What to work on: Continue the passage on transparency and third-party intervention in investment arbitration, starting right after its last sentence.

Under draft Article 2, the name of the disputing parties, the economic sector involved and the treaty under which a claim was being made will be made public. Draft Article 3 provides for the publication of certain documents, including written statements, written submissions and awards. It also grants the Tribunal discretion to publish further documents and allows for third party requests for publication of documents (administrative costs will be borne by the third party). Expert reports and witness reports will be automatically available on request.

Pursuant to draft Article 6, hearings involving substantive matters (not merely procedural matters) will be by default held in public, except for those parts of hearings that must necessarily be in private for the protection of confidential information. This Article has been left open for further discussion. Draft Article 7 protects confidential information. The Working Group is proposing a draft convention which would apply the rules of transparency to investment treaties which are already in force.

3.4 Pressure for reform

A joint statement made by two leaders of the transparency movement in investment arbitration, the Centre for International Environmental Law (CIEL) and the International Institute for Sustainable Development (IISD), concerning possible amendments to the UNCITRAL Arbitration Rules, seeks to justify the move towards transparency:

First, the very presence of a State to the arbitration raises a public interest because the nationals and residents of that State have an interest in how the government acts during the arbitration and in the outcome of the arbitration. Moreover, the existence of this public interest has implications for the conduct of arbitration…Second, investor-State arbitrations often involve large potential monetary liabilities for public treasuries. And any award of compensation will affect the State’s budget.[19]

4. Third Party Intervention

4.1 Amicus Curiae

Amicus curiae, meaning ‘friend of the court,’ is used to describe a third party that voluntarily joins a dispute to provide an opinion on a matter of public interest. It is important to emphasise that an amicus curiae does not gain any rights when joining the arbitration process. Amicus curiae are not to be equated to witnesses or experts nor should they be considered another party to the case. The amicus curiae’s sole purpose is to provide an opinion; to sincerely aid the Tribunal by providing information on an issue of public interest. However, amicus curiae can be liable in civil or criminal proceedings for any false statements made by them.

Information supplied:
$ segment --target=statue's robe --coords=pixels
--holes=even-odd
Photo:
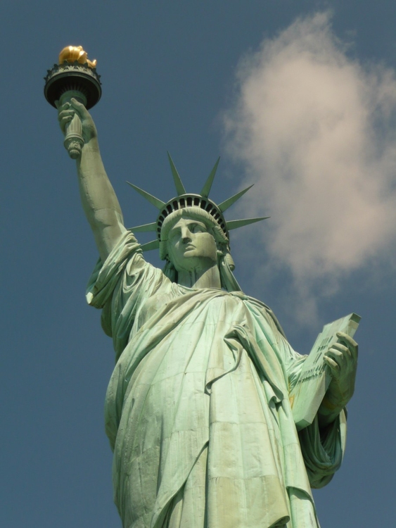
[[[311,487],[344,448],[343,413],[298,434],[288,399],[306,356],[241,292],[193,289],[127,233],[88,287],[117,364],[106,399],[124,528],[317,528]]]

Task answer:
It is often the case that an amicus curiae states its opinions via written submissions which are considered when settling the dispute. NGOs, public bodies and even other governments may be given amicus curiae. The parties to the dispute may argue against any amicus curiae submissions, stating it is creating extra costs and delaying proceedings. The parties are also likely to want to protect any confidential business information which may be at risk of becoming known by allowing another person access to proceedings.

There is a useful guide to applying for amicus curiae status at:

A4ID: Amicus Curiae and Investment Arbitrations

4.2 The current position

The UNCITRAL Arbitration Rules contain no provision for third party intervention. However, the draft Transparency Rules allow amicus curiae to be allowed to make submissions to the tribunal. The amicus curiae must apply to the tribunal if it wishes to make submissions, and the tribunal will consider whether the third person has a significant interest in the matter and whether the third person can provide assistance to the tribunal (draft Article 4). Draft Article 5 allows submissions by a non-disputing party to the treaty, although it is still considering whether or not the tribunal will enjoy any discretion as to those submissions.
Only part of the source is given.